[Stored entries]
BEGIN

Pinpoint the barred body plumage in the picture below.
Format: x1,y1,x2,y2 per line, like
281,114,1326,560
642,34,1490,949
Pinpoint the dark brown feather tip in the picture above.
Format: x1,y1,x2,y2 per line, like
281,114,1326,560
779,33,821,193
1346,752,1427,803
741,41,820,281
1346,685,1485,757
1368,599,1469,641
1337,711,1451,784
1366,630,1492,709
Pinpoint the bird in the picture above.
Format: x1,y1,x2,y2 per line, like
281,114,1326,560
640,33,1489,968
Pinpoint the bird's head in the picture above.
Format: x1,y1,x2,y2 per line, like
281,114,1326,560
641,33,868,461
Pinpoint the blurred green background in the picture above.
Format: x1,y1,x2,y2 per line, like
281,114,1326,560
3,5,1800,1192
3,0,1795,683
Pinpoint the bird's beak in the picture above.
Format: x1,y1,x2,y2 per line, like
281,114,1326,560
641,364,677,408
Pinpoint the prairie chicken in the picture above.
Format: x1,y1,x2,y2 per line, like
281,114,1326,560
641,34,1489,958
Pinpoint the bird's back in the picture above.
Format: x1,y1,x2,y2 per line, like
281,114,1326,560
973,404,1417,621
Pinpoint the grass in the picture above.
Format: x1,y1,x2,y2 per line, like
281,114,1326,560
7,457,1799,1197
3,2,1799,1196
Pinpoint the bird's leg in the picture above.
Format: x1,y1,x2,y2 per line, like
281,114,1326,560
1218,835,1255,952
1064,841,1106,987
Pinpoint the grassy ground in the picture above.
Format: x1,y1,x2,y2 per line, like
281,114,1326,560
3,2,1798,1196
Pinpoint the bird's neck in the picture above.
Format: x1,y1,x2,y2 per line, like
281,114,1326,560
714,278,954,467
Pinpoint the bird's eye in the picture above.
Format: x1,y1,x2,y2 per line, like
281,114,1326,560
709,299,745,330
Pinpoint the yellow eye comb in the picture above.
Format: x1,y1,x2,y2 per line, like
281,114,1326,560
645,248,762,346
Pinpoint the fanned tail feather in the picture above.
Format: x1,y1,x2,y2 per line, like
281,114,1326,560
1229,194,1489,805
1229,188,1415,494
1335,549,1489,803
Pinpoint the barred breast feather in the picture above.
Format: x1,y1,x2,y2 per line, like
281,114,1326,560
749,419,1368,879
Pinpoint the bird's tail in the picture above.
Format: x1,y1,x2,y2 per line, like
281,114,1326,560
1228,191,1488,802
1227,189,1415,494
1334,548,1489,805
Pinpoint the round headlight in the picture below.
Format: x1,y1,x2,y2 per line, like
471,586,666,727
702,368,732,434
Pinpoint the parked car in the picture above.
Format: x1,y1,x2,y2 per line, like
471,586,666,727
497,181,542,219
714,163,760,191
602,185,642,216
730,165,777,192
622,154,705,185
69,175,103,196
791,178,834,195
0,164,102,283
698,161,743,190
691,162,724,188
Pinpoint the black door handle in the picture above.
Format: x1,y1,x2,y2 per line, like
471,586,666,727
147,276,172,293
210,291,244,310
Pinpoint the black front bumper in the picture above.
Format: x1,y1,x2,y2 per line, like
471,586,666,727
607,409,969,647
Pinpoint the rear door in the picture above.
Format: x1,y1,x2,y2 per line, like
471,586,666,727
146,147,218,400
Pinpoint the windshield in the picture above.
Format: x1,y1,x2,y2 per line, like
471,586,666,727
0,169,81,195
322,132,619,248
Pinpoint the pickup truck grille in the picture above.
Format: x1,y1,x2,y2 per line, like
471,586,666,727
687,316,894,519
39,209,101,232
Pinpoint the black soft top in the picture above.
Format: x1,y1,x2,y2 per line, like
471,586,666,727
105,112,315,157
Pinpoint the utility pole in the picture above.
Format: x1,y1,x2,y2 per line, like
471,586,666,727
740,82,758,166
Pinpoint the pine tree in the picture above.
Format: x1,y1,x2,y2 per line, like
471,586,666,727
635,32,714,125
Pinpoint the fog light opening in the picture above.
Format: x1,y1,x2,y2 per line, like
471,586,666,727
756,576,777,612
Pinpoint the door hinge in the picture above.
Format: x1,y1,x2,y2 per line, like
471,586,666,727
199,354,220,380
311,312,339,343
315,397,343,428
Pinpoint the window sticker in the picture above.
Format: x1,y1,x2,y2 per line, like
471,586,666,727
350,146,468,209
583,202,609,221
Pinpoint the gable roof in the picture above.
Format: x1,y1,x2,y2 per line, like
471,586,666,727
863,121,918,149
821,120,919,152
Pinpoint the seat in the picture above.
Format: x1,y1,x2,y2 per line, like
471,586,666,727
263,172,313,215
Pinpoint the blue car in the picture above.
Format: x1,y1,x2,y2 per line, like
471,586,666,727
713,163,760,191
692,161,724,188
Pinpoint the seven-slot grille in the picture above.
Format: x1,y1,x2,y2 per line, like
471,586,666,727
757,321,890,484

END

** TASK DESCRIPTION **
Go through the entries and return each line where the word "tail" occurs.

** EXPECTED OUTPUT **
Pinpoint the fanned tail feather in the picture above.
Pinpoint the bird's tail in the picture above.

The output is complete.